Problem - For the entries that follow, set down each one exactly and drop any pictures.

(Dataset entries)

###

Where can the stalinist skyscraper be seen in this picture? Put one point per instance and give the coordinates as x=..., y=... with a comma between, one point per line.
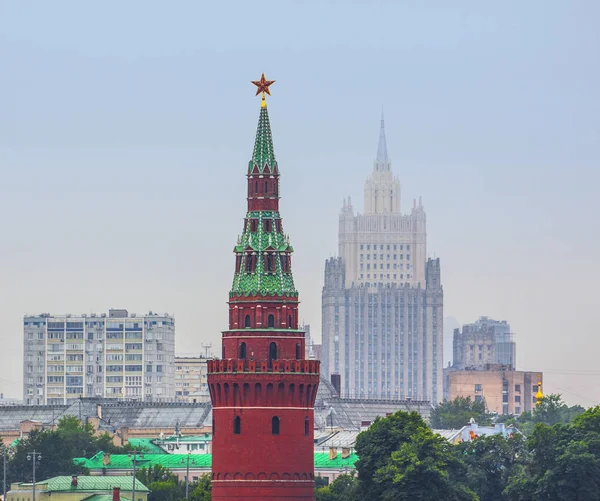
x=382, y=298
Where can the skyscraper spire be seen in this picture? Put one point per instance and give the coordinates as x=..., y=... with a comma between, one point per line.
x=382, y=162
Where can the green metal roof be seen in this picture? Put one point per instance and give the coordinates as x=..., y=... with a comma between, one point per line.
x=123, y=462
x=91, y=483
x=103, y=497
x=146, y=445
x=178, y=461
x=275, y=283
x=264, y=153
x=322, y=461
x=184, y=439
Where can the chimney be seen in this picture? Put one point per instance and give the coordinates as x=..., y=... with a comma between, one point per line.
x=336, y=382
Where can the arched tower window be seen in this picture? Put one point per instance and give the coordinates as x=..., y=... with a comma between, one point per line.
x=270, y=264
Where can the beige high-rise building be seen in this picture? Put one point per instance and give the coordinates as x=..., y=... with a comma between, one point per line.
x=382, y=318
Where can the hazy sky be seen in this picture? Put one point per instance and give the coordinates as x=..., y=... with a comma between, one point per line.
x=126, y=128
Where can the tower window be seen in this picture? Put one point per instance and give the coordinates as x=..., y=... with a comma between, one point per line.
x=270, y=264
x=272, y=352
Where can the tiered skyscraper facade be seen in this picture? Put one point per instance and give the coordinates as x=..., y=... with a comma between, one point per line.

###

Response to the task -
Where can the stalinist skyscraper be seen in this picture? Put one point per instance and give the coordinates as x=..., y=... with a comma between, one point per line.
x=382, y=298
Where can the skyscraper spire be seen in this picture? Put one point per instance and give the coordinates as x=..., y=... with a comma between, one point per line.
x=382, y=162
Where can the green metal roof be seen in this picture? Put one point per instance and give the coordinates as x=..., y=... with a comma between, one point per line.
x=123, y=462
x=91, y=483
x=103, y=497
x=146, y=445
x=178, y=461
x=275, y=283
x=264, y=153
x=322, y=461
x=184, y=439
Where can the chimney be seen in this picture? Put one point per instance and give the coordinates as x=..., y=... with a comma between, one point per line.
x=336, y=382
Where can the arched tower window be seen in this picture? Put one point per instance and give the coordinates as x=..., y=... with a comma between, one point per line.
x=270, y=264
Where can the beige high-rise building be seen in this picture? Put one point per instance and give the coordinates as x=..., y=... with a comma between, one point per line.
x=382, y=318
Where can the hazy sky be seen in this picture? Put one point per instance and give the coordinates as x=..., y=... with a comma between, one point per line.
x=126, y=128
Where can the tower window be seen in this picture? Put one point per instance and give the coordinates as x=..., y=... with a comma between, one point per line.
x=270, y=264
x=272, y=352
Where can the tiered skyscraper facade be seen in this picture? Put one point per instance and give the coordinates as x=..., y=... with a comma between, one point per line.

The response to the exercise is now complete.